== Dataset records ==
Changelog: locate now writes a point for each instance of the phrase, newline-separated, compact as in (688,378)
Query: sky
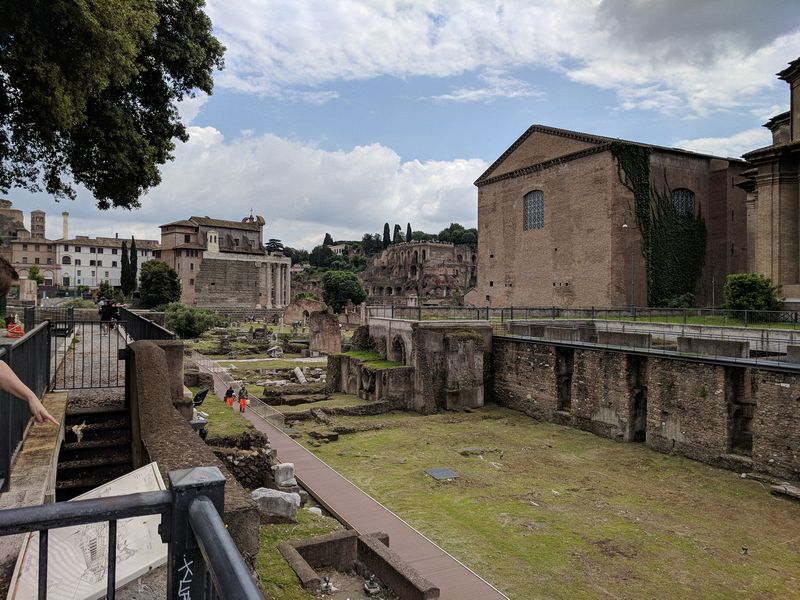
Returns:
(338,116)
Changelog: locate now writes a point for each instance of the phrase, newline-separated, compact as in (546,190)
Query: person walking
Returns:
(242,398)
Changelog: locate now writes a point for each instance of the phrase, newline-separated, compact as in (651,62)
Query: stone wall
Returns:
(161,434)
(351,376)
(729,416)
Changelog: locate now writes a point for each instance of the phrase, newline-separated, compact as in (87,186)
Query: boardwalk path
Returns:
(365,515)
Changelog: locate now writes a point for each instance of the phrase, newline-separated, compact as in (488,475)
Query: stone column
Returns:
(278,286)
(288,283)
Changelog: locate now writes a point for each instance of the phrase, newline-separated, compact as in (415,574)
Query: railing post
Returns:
(186,568)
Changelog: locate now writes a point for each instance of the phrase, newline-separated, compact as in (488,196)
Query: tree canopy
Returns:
(159,284)
(340,286)
(89,92)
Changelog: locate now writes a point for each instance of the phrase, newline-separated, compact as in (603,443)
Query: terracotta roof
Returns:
(209,222)
(183,223)
(603,144)
(773,148)
(111,242)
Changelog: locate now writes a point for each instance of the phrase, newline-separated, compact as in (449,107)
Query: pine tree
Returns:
(125,275)
(134,266)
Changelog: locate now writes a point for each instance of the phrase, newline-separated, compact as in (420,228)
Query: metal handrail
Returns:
(227,570)
(190,524)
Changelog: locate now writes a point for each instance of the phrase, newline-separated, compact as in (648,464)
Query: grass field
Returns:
(553,512)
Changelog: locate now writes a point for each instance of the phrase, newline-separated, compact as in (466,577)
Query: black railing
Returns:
(719,317)
(29,358)
(139,328)
(89,360)
(202,560)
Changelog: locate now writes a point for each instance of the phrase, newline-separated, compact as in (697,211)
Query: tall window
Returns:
(683,201)
(533,210)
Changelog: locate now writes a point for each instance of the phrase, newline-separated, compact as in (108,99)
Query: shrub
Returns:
(751,291)
(188,322)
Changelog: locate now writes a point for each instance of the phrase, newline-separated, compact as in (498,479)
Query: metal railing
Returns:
(29,358)
(223,380)
(139,328)
(202,560)
(719,317)
(90,359)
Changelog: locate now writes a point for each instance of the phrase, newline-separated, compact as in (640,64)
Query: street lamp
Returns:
(629,242)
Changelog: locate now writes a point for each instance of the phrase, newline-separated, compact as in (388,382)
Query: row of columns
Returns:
(275,287)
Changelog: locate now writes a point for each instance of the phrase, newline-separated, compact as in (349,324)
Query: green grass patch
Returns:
(274,363)
(222,421)
(335,401)
(556,512)
(373,360)
(274,572)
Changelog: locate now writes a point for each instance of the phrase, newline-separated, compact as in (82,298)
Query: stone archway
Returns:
(398,350)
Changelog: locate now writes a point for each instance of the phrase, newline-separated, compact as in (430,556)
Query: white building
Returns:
(86,261)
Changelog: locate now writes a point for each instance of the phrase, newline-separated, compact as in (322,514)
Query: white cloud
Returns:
(672,56)
(302,190)
(734,145)
(497,85)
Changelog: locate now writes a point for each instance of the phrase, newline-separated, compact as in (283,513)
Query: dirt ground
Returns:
(543,511)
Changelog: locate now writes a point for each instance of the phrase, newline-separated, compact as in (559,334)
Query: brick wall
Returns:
(729,416)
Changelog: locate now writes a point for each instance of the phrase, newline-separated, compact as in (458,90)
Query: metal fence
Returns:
(202,560)
(690,316)
(29,358)
(223,380)
(139,328)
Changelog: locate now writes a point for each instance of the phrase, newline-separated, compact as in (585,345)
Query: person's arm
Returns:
(9,382)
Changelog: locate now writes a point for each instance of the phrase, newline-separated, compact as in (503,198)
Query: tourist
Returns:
(9,382)
(242,398)
(106,312)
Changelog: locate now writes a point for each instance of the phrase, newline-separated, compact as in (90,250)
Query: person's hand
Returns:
(40,413)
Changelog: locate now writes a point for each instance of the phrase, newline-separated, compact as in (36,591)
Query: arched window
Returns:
(533,210)
(683,201)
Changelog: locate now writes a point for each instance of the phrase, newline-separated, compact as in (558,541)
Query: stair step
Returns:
(122,458)
(123,440)
(96,410)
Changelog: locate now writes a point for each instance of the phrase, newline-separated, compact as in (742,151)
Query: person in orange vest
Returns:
(242,398)
(229,396)
(14,329)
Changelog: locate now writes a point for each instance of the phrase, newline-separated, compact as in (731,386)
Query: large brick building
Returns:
(558,226)
(773,196)
(224,263)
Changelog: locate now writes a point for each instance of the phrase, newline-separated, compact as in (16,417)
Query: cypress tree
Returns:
(386,239)
(125,275)
(134,266)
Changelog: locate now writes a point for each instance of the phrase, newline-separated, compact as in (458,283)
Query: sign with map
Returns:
(77,563)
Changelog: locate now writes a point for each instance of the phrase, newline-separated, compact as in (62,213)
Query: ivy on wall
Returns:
(673,243)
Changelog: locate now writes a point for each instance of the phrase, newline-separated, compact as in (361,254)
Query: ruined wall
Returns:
(687,413)
(730,416)
(227,282)
(776,423)
(349,375)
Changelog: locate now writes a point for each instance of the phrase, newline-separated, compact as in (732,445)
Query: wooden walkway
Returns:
(364,515)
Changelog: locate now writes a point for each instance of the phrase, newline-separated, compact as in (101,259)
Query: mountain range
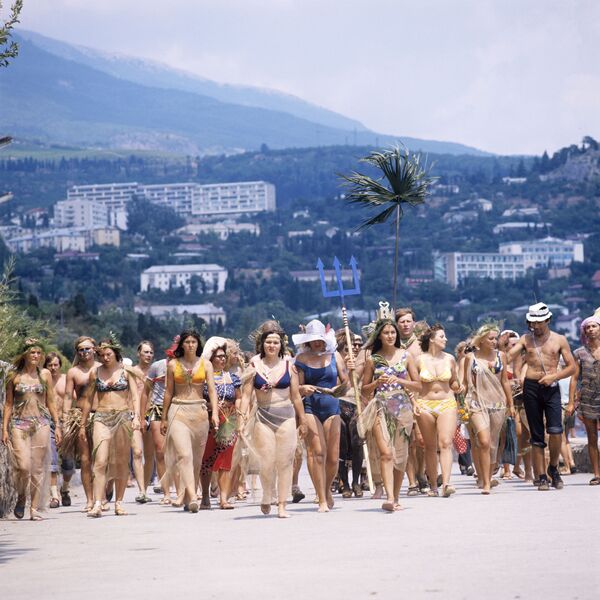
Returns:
(58,93)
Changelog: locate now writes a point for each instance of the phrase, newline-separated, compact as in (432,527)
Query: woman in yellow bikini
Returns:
(185,416)
(438,409)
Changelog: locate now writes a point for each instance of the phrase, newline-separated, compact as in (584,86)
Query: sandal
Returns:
(35,515)
(95,511)
(448,491)
(19,510)
(119,510)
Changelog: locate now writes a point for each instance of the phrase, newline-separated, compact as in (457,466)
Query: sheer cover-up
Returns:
(486,404)
(391,410)
(29,446)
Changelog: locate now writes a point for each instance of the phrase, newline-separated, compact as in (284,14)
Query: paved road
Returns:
(517,543)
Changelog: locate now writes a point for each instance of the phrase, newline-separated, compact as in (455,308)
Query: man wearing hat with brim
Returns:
(543,350)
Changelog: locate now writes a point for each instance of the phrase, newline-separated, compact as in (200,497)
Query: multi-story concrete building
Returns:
(512,261)
(177,196)
(80,213)
(64,239)
(209,312)
(165,277)
(232,198)
(453,267)
(187,199)
(546,252)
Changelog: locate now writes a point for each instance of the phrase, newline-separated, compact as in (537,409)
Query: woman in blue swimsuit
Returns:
(320,368)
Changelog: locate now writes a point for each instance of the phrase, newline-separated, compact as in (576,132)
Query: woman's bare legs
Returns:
(484,463)
(446,427)
(427,425)
(286,441)
(331,431)
(148,456)
(101,437)
(386,464)
(264,440)
(137,447)
(159,455)
(591,429)
(315,452)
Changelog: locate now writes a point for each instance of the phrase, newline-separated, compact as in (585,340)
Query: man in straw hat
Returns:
(543,350)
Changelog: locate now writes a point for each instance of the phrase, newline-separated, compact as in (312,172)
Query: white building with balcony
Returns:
(165,277)
(233,198)
(80,213)
(546,252)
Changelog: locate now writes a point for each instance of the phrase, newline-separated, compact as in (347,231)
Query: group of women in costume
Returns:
(206,416)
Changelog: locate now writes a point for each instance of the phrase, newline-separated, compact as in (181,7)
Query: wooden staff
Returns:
(357,394)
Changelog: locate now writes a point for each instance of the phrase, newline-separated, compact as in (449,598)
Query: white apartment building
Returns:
(513,260)
(80,213)
(209,312)
(61,240)
(177,196)
(185,198)
(114,196)
(453,267)
(165,277)
(546,252)
(232,198)
(223,230)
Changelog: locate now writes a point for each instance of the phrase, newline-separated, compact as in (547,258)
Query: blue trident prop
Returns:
(340,292)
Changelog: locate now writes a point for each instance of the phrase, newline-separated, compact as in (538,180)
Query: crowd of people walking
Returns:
(206,418)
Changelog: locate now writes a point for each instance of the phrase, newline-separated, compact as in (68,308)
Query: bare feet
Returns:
(378,493)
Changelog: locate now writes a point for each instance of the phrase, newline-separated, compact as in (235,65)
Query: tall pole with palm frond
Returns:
(403,181)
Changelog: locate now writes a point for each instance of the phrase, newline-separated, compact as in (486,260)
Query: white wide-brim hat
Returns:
(538,312)
(316,331)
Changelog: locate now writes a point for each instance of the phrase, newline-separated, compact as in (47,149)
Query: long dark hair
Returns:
(374,343)
(426,337)
(266,329)
(179,351)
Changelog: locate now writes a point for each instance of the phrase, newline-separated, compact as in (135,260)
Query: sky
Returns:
(506,76)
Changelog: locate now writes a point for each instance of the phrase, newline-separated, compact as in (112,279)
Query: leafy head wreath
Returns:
(113,342)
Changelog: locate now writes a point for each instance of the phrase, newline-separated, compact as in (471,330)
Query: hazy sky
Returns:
(508,76)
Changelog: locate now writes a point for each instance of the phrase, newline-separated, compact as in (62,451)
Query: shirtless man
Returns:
(143,438)
(415,467)
(53,363)
(543,350)
(76,384)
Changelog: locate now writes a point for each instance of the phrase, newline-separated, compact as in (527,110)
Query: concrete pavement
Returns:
(517,543)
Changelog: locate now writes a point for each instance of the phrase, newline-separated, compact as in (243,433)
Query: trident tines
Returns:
(340,292)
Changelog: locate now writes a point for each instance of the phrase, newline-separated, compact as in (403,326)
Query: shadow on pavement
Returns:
(8,551)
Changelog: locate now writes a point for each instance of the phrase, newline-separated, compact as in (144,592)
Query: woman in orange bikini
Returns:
(185,416)
(438,409)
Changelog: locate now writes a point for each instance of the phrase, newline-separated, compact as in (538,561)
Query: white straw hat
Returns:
(315,330)
(538,312)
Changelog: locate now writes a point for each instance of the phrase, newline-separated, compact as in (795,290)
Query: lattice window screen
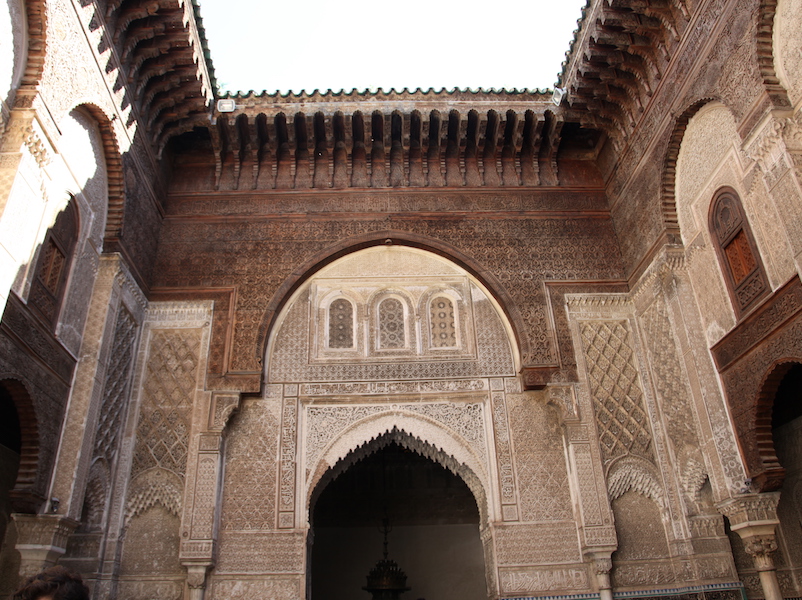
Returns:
(341,324)
(391,324)
(444,330)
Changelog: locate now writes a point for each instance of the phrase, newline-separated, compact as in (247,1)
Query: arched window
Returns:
(50,279)
(740,261)
(443,322)
(341,324)
(391,324)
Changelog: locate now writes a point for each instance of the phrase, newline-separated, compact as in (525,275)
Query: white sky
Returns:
(344,44)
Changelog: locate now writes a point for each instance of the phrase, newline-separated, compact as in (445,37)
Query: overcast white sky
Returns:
(344,44)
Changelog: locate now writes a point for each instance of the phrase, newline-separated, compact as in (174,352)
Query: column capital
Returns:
(754,514)
(41,540)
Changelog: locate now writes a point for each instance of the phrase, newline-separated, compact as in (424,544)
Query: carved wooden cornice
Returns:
(389,140)
(159,51)
(619,57)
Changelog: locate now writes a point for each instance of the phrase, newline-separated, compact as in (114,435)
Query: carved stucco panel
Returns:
===
Reproduce everything from the line that contains "as in (525,275)" down to the end of the material, requests included, and adjust each coordinate in the answers by -10.

Finished answer
Changelog: locate now writes a point for each instance of the phrase, newline-separated, compact as in (525,275)
Query: white sky
Returns:
(334,34)
Changelog: locate now writes a point for each instance of the phrase, newline-separated, compact as in (445,37)
Query: overcast white sky
Returns:
(334,34)
Changelog: locate now writes a point for each instance of the phrase, newline-separated, compact as in (174,352)
Query: column capital
Returns:
(744,504)
(31,530)
Changelog: locate now writes a point for each instance of the phrase, newline-separated, compact as in (424,544)
Query: carved wooden cornice
Returns:
(379,130)
(149,41)
(609,47)
Changelog: locate now writes a point for each instance of the phrase, newline-separated, compact as in (114,435)
Query: carved stucco panel
Returns:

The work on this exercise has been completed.